• The problem: Exact copy, no pictures: set down every entry below as written.

(Stored entries)

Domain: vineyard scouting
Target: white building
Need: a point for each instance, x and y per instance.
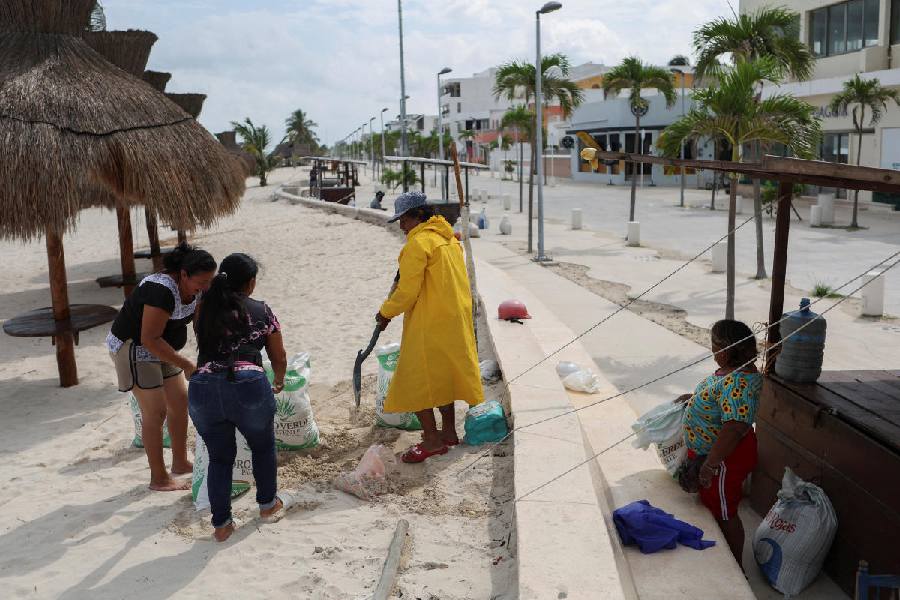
(859, 36)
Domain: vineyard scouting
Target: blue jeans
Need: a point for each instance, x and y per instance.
(218, 406)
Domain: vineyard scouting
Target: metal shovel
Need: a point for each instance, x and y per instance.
(357, 367)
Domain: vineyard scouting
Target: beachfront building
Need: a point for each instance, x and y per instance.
(610, 122)
(859, 36)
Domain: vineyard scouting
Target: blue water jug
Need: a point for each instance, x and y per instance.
(800, 359)
(485, 424)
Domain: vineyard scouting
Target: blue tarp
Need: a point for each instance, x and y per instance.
(651, 529)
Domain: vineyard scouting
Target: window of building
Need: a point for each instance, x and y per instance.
(845, 27)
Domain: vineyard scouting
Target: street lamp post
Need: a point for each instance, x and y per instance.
(539, 125)
(443, 71)
(681, 170)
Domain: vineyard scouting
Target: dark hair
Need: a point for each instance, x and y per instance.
(222, 314)
(190, 259)
(727, 333)
(422, 213)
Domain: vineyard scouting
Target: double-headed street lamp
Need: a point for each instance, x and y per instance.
(681, 171)
(539, 125)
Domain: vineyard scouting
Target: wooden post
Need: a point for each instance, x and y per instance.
(153, 234)
(126, 248)
(779, 270)
(65, 341)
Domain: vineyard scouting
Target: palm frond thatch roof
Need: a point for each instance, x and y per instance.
(158, 79)
(70, 120)
(192, 104)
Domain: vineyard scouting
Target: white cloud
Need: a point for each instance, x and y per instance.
(339, 59)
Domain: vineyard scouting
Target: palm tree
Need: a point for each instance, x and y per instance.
(863, 94)
(255, 140)
(521, 120)
(771, 32)
(731, 112)
(516, 80)
(634, 76)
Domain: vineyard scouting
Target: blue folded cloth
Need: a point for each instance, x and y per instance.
(651, 529)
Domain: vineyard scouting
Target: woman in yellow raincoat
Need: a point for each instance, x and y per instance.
(438, 356)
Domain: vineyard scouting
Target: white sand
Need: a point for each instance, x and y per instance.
(77, 520)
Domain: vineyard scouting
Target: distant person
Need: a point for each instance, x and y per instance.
(230, 390)
(438, 355)
(376, 201)
(144, 343)
(718, 428)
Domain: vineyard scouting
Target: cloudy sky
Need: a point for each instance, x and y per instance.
(339, 59)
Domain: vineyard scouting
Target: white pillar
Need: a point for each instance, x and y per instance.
(719, 255)
(826, 201)
(634, 233)
(873, 294)
(576, 218)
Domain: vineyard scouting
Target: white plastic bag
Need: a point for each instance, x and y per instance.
(371, 475)
(295, 425)
(791, 542)
(577, 379)
(388, 357)
(138, 418)
(662, 426)
(241, 472)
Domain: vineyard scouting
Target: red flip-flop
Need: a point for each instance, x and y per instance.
(417, 453)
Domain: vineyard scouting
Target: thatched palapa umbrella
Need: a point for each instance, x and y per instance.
(69, 120)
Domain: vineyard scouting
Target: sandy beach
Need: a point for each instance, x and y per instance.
(78, 520)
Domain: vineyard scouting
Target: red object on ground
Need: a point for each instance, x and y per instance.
(511, 310)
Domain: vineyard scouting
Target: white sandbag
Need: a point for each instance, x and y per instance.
(137, 417)
(388, 357)
(791, 543)
(662, 426)
(295, 425)
(241, 473)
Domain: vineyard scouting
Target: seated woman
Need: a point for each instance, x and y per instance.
(438, 356)
(230, 391)
(718, 427)
(144, 344)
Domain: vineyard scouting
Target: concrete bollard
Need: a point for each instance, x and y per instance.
(815, 215)
(634, 233)
(576, 218)
(719, 255)
(873, 294)
(826, 201)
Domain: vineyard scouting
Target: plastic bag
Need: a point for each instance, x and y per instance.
(577, 379)
(370, 477)
(388, 357)
(490, 371)
(295, 426)
(137, 417)
(662, 426)
(485, 424)
(791, 543)
(241, 472)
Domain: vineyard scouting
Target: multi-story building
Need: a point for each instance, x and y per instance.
(850, 37)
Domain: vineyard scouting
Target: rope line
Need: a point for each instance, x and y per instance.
(799, 329)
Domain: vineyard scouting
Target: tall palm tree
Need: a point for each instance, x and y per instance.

• Solution to this exercise:
Domain: vineyard scouting
Target: white building
Need: a point for each instance, x and y per instance.
(859, 36)
Domain: vineyard scouting
Target: blue jeans
Need: a point for each instance, x and y per instance.
(218, 406)
Domain: vineyard scouting
Target: metal shovel
Need: a point for each instance, x and y per instance.
(357, 367)
Domain: vineyard scouting
Target: beachfront building
Need: a point for each instance, x and y per instance.
(610, 122)
(859, 36)
Domain: vineyard scouting
Target: blue water jug
Need: a point for each instance, x and y per instance.
(800, 359)
(485, 424)
Domain: vineyard scouting
Target: blue tarp
Need: a point for each instance, x and y per instance.
(651, 529)
Domain: vineyard scouting
Target: window of building
Need: a point for each instance, x and y per instance.
(845, 27)
Domain: vineyard scouting
Target: street lamp post
Need: a point for each instance, x and y per instance.
(539, 125)
(443, 71)
(681, 170)
Domain: vineyard scouting
Target: dark hair
Need: a point for each instance, x and y per instance.
(222, 314)
(190, 259)
(727, 333)
(422, 213)
Domain: vineyard scouting
Target: double-headed street lamp
Need: a point for each instance, x and y per instance.
(681, 171)
(539, 125)
Domain: vineyard scouting
Target: wooden post
Need: a point for each instance, x and y per instance.
(153, 234)
(126, 248)
(779, 270)
(65, 341)
Domain: vineyard scouting
Target: palm frond thatch roof
Need: a point for each instance, x and y per instance.
(158, 79)
(70, 120)
(192, 104)
Domain: vineyard scouting
Target: white cloud
Need: a point for each instance, x and y per instance.
(339, 59)
Domain: vineyard scouting
Target: palm tree
Need: a point for each instance, x and y per instance.
(863, 94)
(255, 140)
(521, 120)
(771, 32)
(731, 112)
(516, 80)
(634, 76)
Domain: vineyard scouting
Target: blue folded cloth
Need: a point for each instance, x and y per instance.
(651, 529)
Domain: vineyard scouting
Target: woman in yellow raincoat
Need: a point for each instance, x and y per instance.
(438, 356)
Domain: vineyard scouting
Target: white sand
Need: a point for each instance, x and y per instance.
(77, 520)
Domain: vineyard scouting
Target: distant person
Need: a point for each instance, x and y per instance.
(230, 390)
(438, 355)
(376, 201)
(144, 343)
(718, 428)
Domain: vineyard scouting
Target: cloudy sky
Need: a point for each instance, x and y per instance.
(339, 59)
Domain: vineyard scouting
Target: white pillar
Need: a point for each instance, x and y per instance.
(719, 255)
(826, 201)
(634, 233)
(873, 294)
(576, 218)
Domain: vineyard scouting
Target: white plastic bag
Need: a point for each instance, x and y per instance.
(371, 475)
(295, 425)
(791, 542)
(577, 379)
(388, 357)
(138, 418)
(662, 426)
(241, 472)
Domain: vineyard scouting
Target: red flip-flop
Need: a point for each instance, x and y per instance.
(417, 453)
Domain: vineyard scouting
Target: thatched palapa umbrella
Need: a point for each instance, x and y per instance.
(69, 120)
Domain: vineyard scouting
Target: sandy beach
Need: a point for each instance, x and y per instance.
(78, 520)
Domain: vineyard scouting
Target: red object on ground
Need: a point for each instance, x and y per instance.
(511, 310)
Domain: vineyard scouting
Target: white sandbag
Need: a point for each instance, x and y per instance.
(137, 417)
(388, 357)
(791, 543)
(662, 426)
(295, 425)
(241, 473)
Domain: vineyard scouting
Target: seated woman
Need: a point for each instance, x and y per instance.
(438, 356)
(230, 391)
(718, 427)
(144, 344)
Domain: vineyard scouting
Target: concrete bollard
Need: a point for each instance, x and y per instance.
(815, 215)
(634, 233)
(576, 218)
(719, 255)
(873, 294)
(826, 201)
Domain: vineyard scouting
Target: plastic bag
Need: a point for each instance, x and y per instance.
(577, 379)
(370, 477)
(388, 357)
(490, 371)
(295, 426)
(137, 417)
(662, 426)
(485, 424)
(791, 543)
(241, 472)
Domain: vineyard scouting
Target: multi-story building
Need: a point for each instance, x and y per instance.
(850, 37)
Domain: vineyard scouting
Target: rope line
Need: a point for each instance, x and y per instance.
(799, 329)
Domain: vineyard scouting
Target: tall palm tree
Need: a point for each instance, x and y per instance.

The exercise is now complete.